Problem requirements —
Give back every entry in full, exactly as it reads.
[Opening Dataset records section]
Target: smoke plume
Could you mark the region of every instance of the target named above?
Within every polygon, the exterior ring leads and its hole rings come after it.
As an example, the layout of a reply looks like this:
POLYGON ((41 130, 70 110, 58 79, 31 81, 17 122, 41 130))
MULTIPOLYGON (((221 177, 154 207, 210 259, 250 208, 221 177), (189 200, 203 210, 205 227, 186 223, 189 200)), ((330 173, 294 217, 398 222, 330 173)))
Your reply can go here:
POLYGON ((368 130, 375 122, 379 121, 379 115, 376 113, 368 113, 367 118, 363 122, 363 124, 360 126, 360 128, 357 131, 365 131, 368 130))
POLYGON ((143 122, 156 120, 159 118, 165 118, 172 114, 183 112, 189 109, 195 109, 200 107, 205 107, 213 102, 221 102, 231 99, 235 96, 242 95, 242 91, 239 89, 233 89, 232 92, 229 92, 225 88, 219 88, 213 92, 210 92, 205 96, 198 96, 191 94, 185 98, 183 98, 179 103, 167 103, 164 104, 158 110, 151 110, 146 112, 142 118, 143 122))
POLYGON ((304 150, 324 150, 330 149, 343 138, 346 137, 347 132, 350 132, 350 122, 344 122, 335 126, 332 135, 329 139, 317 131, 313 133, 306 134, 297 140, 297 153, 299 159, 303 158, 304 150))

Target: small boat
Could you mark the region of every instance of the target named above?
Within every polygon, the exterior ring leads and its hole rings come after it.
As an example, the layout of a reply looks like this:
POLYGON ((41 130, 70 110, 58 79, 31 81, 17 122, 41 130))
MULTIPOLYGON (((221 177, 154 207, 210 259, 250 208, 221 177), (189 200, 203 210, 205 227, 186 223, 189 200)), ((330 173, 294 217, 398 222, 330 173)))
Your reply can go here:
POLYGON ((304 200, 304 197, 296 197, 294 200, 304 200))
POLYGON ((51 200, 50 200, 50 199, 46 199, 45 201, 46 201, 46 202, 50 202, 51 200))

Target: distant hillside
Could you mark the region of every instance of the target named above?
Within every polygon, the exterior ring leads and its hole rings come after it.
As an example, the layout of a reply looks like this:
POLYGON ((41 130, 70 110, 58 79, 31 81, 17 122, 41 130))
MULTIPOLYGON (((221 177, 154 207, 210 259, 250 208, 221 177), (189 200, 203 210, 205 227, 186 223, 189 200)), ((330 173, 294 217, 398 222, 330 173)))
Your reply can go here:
[Closing Dataset records section]
Response to this task —
Target: smoke plume
Could you mark the region of every instance of the target named above?
Within every polygon, the exterior ring leads and its hole rings come after it.
As an example, the layout of a reply looks like this:
POLYGON ((41 130, 70 110, 58 79, 31 81, 17 122, 41 130))
MULTIPOLYGON (((221 177, 154 207, 210 259, 250 208, 221 177), (189 200, 203 210, 205 227, 186 223, 189 200)), ((330 173, 294 217, 398 222, 330 173)))
Your reply can go here:
POLYGON ((368 130, 375 122, 379 121, 379 115, 376 113, 368 113, 367 118, 363 122, 363 124, 360 126, 360 128, 357 131, 365 131, 368 130))
POLYGON ((143 122, 156 120, 159 118, 165 118, 172 114, 183 112, 189 109, 195 109, 200 107, 205 107, 213 102, 221 102, 231 99, 235 96, 242 95, 242 91, 239 89, 233 89, 232 92, 229 92, 225 88, 219 88, 213 92, 210 92, 205 96, 198 96, 191 94, 185 98, 183 98, 179 103, 167 103, 164 104, 158 110, 151 110, 146 112, 142 118, 143 122))
POLYGON ((304 150, 324 150, 330 149, 343 138, 346 137, 347 132, 350 132, 350 122, 344 122, 335 126, 332 135, 329 139, 317 131, 313 133, 306 134, 297 140, 297 153, 299 159, 303 158, 304 150))

Target: small boat
Could you mark the region of every instance of the target named above?
Within every polygon, the exterior ring leads and its hole rings come after it.
As an example, the layout of a reply looks like this:
POLYGON ((41 130, 70 110, 58 79, 31 81, 17 122, 41 130))
MULTIPOLYGON (((221 177, 154 207, 210 259, 250 208, 221 177), (189 200, 203 210, 205 227, 186 223, 189 200)), ((330 173, 294 217, 398 222, 330 173)))
Your reply can go here:
POLYGON ((304 200, 304 197, 296 197, 294 200, 304 200))
POLYGON ((51 200, 50 200, 50 199, 46 199, 45 201, 46 201, 46 202, 50 202, 51 200))

Target: distant hillside
Could you mark the region of every instance of the target named above?
Within every polygon, the exterior ring leads and its hole rings come after it.
As an example, the layout of a reply looks like this:
POLYGON ((41 130, 70 110, 58 79, 31 81, 17 122, 41 130))
MULTIPOLYGON (((221 177, 154 207, 210 259, 250 208, 221 177), (189 200, 203 210, 205 227, 186 223, 189 200)), ((330 173, 294 217, 398 222, 330 173)))
Your reply can go here:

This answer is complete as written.